◆ Bloque de texto:
---------------

Sin embargo, desde el momento del anuncio, las resistencias no se hicieron esperar. Algunos sectores empresariales y legisladores —cómodamente instalados en sus privilegios— alzaron la voz para frenar el avance de esta reforma en favor de los derechos laborales, invocando un supuesto “bienestar general”, la economía y la estabilidad de las empresas… pero no el bienestar de quienes sostienen al país con su trabajo.

No olvidemos lo que representa el 1° de mayo. Este día es memoria viva de lucha, de dignidad obrera, de exigencia por lo elemental. Fue en 1886 cuando un grupo de hombres y mujeres, conformado por organizaciones obreras, sindicalistas y anarcosindicalistas, alzó la voz por mejores condiciones laborales. “Ocho horas de trabajo, ocho horas de descanso, ocho horas de recreación”, exigían. Pero fueron brutalmente reprimidos por el Estado y por grupos acomodados. Hoy, en algunos registros, se les reconoce como los Mártires de Chicago.

Hoy, en plena era de la tecnología, a quienes piden mejores condiciones laborales se les niega ese derecho. ¿Desde cuándo descansar, pasar tiempo con nuestras familias, cuidar la salud física y mental, o estudiar, se volvió un lujo? Como han dicho compañeras y compañeros de lucha: la justicia debe ser inmediata y expedita.

A lo largo de la historia, ningún derecho laboral ha sido concedido voluntariamente por el mercado ni por quienes detentan el poder. Cada avance ha sido fruto de la lucha colectiva. En México, los hermanos Flores Magón impulsaron estas exigencias desde principios del siglo XX: jornada de ocho horas, descanso dominical, salarios justos. Sus ideas se plasmaron en la Constitución de 1917, que se presume como vanguardista, pero que en la práctica rara vez se cumple de forma sistemática.

Llevamos más de 100 años sin una transformación de fondo en las condiciones laborales del país. Persisten jornadas extensas, salarios insuficientes, enfermedades asociadas al trabajo, estrés crónico y precariedad normalizada.

México es la decimoquinta economía más grande del mundo, según el ranking del Fondo Monetario Internacional (FMI). Sin embargo, a pesar de su tamaño económico, la realidad social es preocupante: según datos del CONEVAL de 2022, alrededor del 56 % de la población mexicana tiene un ingreso inferior a la línea de pobreza por ingresos. Esto significa que más de la mitad de la población no gana lo suficiente para cubrir sus necesidades básicas como alimentación, vivienda y otros servicios esenciales.

---------------

◆ Datos proporcionados:
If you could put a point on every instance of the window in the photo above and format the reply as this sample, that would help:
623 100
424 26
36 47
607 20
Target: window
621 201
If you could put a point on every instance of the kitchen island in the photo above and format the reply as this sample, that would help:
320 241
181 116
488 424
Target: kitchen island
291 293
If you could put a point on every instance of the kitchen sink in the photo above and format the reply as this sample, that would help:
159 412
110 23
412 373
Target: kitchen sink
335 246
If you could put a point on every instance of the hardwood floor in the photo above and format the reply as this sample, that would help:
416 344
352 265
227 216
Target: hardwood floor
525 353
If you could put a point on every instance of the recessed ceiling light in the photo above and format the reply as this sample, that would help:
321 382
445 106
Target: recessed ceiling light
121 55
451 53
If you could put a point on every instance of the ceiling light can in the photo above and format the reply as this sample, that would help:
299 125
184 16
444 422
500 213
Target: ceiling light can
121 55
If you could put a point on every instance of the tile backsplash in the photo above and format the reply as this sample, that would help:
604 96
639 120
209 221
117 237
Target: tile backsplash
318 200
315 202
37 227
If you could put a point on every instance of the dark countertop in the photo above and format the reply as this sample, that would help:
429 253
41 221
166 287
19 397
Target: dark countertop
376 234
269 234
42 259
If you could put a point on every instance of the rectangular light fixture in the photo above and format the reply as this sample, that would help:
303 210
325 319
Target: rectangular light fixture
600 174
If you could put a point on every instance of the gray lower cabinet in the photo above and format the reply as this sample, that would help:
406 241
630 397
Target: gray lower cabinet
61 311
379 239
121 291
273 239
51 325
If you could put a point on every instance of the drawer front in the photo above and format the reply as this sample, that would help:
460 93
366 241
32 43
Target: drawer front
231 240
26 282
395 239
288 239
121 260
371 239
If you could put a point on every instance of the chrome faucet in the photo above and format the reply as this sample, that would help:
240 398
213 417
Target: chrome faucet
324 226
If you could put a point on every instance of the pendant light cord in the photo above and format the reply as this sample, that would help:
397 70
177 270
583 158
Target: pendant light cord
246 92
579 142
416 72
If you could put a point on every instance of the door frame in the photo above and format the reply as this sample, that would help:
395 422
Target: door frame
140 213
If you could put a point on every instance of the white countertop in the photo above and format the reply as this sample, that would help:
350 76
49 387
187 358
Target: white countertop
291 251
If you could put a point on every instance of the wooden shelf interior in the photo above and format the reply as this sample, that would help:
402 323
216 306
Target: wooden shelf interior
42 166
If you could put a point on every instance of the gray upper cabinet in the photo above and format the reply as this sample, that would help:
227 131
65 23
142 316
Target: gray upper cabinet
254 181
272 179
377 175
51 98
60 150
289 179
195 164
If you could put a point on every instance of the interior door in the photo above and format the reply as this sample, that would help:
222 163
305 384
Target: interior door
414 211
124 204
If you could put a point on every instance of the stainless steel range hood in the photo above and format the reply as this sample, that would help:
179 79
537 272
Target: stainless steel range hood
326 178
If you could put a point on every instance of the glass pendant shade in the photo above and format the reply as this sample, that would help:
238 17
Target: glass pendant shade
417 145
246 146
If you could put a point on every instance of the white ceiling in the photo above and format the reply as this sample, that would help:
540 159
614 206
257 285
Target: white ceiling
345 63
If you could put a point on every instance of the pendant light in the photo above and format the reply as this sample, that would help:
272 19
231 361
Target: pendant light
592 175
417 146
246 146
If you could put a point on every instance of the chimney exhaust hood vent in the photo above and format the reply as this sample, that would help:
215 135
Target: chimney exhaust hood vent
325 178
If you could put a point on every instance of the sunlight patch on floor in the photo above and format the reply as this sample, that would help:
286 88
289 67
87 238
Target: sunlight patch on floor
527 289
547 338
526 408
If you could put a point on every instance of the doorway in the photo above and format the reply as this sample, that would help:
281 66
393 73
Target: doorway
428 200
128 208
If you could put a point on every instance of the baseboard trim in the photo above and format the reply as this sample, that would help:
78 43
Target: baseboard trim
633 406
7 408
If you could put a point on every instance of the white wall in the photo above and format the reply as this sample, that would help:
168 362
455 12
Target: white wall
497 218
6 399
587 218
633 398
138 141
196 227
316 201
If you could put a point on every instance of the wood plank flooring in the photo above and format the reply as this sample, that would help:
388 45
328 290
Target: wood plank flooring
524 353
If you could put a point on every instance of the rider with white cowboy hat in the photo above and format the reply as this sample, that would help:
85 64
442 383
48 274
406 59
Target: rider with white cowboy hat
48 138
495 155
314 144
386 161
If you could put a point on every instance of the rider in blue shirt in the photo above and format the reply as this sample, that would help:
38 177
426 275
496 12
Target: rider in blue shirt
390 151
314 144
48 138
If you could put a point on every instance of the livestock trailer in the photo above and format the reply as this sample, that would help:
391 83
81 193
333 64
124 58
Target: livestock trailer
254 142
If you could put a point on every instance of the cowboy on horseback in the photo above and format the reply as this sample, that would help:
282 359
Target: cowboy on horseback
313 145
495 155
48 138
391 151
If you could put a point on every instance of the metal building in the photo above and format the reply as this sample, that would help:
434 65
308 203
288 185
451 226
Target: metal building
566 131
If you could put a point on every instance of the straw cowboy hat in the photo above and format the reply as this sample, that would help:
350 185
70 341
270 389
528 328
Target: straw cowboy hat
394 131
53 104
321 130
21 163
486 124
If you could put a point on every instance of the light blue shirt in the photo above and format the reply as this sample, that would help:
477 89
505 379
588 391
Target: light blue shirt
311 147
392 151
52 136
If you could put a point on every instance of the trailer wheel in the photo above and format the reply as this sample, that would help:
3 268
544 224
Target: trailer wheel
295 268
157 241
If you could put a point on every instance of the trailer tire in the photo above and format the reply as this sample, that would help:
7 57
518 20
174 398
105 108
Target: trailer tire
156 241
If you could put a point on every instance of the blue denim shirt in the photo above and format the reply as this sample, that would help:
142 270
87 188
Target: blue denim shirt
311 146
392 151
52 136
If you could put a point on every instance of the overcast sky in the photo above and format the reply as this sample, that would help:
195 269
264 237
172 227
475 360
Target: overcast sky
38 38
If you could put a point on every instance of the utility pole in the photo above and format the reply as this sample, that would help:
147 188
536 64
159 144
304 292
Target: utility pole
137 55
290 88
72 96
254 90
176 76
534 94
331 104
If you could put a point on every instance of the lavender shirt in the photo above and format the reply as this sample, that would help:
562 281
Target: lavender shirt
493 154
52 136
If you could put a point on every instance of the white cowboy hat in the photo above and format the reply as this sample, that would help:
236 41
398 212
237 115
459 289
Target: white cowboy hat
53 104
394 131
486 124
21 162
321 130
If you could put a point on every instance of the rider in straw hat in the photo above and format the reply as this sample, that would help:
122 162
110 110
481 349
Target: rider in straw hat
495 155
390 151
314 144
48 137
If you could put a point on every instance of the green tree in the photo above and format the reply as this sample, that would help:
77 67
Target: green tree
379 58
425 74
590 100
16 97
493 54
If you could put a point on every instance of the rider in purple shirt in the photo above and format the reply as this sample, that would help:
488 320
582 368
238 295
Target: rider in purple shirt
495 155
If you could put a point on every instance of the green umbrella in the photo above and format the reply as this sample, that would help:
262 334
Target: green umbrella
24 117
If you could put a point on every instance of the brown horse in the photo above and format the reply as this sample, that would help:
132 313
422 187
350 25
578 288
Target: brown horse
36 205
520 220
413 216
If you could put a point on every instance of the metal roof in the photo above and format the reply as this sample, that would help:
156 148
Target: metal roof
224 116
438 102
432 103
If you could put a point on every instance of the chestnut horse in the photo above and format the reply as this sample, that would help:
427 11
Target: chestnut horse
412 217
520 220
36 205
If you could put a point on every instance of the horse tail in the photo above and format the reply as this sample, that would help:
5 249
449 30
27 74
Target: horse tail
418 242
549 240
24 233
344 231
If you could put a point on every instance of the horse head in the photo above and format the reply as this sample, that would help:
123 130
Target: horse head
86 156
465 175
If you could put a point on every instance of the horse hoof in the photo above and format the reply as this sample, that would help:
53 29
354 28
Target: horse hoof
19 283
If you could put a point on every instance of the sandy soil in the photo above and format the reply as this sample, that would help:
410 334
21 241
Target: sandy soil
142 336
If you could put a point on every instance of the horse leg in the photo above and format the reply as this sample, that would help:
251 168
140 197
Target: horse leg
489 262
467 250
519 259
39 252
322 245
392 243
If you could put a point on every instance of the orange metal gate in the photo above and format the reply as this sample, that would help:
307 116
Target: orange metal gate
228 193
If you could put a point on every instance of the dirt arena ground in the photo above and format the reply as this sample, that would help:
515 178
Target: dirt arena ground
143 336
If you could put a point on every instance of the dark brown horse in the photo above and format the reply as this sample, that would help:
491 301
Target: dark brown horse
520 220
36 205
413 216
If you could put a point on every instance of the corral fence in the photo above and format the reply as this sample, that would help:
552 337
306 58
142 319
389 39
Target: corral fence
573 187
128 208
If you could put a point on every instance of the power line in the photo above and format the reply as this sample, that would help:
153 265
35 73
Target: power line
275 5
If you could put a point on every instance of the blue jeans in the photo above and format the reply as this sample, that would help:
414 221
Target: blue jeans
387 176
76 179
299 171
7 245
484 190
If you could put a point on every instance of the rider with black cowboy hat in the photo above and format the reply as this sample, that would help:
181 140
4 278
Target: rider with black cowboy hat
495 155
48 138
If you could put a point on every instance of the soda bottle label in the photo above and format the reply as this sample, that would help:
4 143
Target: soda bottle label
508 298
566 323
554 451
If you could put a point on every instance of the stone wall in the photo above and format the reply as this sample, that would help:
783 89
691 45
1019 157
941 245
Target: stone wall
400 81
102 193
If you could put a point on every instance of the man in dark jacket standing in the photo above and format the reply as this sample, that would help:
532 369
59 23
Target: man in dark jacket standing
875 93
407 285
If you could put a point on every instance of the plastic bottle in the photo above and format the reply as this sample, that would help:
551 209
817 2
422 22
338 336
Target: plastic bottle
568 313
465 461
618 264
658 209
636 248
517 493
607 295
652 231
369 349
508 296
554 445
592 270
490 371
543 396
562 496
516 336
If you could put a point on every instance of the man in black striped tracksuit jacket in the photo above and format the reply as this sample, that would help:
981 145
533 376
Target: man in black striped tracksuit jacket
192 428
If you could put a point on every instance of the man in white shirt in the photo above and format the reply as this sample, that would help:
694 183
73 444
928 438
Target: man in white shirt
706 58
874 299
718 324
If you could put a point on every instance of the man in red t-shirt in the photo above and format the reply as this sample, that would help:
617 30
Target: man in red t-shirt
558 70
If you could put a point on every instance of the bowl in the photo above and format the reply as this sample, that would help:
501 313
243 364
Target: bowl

---------------

◆ Tareas a realizar:
A. Responde con base en el texto sobre los derechos laborales:
(i) ¿En qué año alzó la voz el grupo de hombres y mujeres que recuerda el 1° de mayo?
(ii) ¿Quiénes impulsaron en México la jornada de ocho horas desde principios del siglo XX?
(iii) Según datos del CONEVAL de 2022, ¿qué porcentaje aproximado de la población mexicana tiene un ingreso inferior a la línea de pobreza por ingresos?
B. Transcribe del texto sobre los derechos laborales el fragmento comprendido entre "A lo largo de" y "de forma sistemática.", ambos incluidos.

◆ Resultados:
A.
(i) En 1886.
(ii) Los hermanos Flores Magón.
(iii) Alrededor del 56 %.

B.
A lo largo de la historia, ningún derecho laboral ha sido concedido voluntariamente por el mercado ni por quienes detentan el poder. Cada avance ha sido fruto de la lucha colectiva. En México, los hermanos Flores Magón impulsaron estas exigencias desde principios del siglo XX: jornada de ocho horas, descanso dominical, salarios justos. Sus ideas se plasmaron en la Constitución de 1917, que se presume como vanguardista, pero que en la práctica rara vez se cumple de forma sistemática.